[Stored records]
↓

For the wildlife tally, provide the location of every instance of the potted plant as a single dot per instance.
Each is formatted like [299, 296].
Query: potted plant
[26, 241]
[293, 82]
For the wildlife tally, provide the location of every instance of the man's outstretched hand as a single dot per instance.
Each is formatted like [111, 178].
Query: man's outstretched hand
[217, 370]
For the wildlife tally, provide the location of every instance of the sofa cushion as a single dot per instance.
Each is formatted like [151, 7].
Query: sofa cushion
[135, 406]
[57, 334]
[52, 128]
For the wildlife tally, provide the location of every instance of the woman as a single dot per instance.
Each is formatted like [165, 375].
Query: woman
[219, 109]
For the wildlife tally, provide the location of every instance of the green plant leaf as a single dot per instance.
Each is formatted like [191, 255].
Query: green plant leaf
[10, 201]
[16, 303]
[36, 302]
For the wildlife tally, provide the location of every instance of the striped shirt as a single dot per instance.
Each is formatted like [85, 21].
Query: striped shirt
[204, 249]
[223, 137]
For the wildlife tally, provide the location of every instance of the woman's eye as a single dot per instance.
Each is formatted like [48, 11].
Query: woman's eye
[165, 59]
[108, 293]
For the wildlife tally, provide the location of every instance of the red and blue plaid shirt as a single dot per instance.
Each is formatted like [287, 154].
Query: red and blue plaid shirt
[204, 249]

↑

* What to produce *
Among the records above, only the lines between the line holding "Each is formatted like [299, 296]." and the line holding "Each is formatted like [151, 7].", inclusive, are to be output, exactly as written.

* Problem solution *
Each is formatted like [299, 296].
Query: potted plant
[26, 241]
[293, 82]
For the wildlife tally, provide the location of every instance of the man's outstretched hand as a single dot per instance.
Each is formatted like [111, 178].
Query: man's outstretched hand
[217, 370]
For the wildlife tally, provide the location of every instance of the sofa cushion as a single dot per instance.
Each is formatted like [151, 7].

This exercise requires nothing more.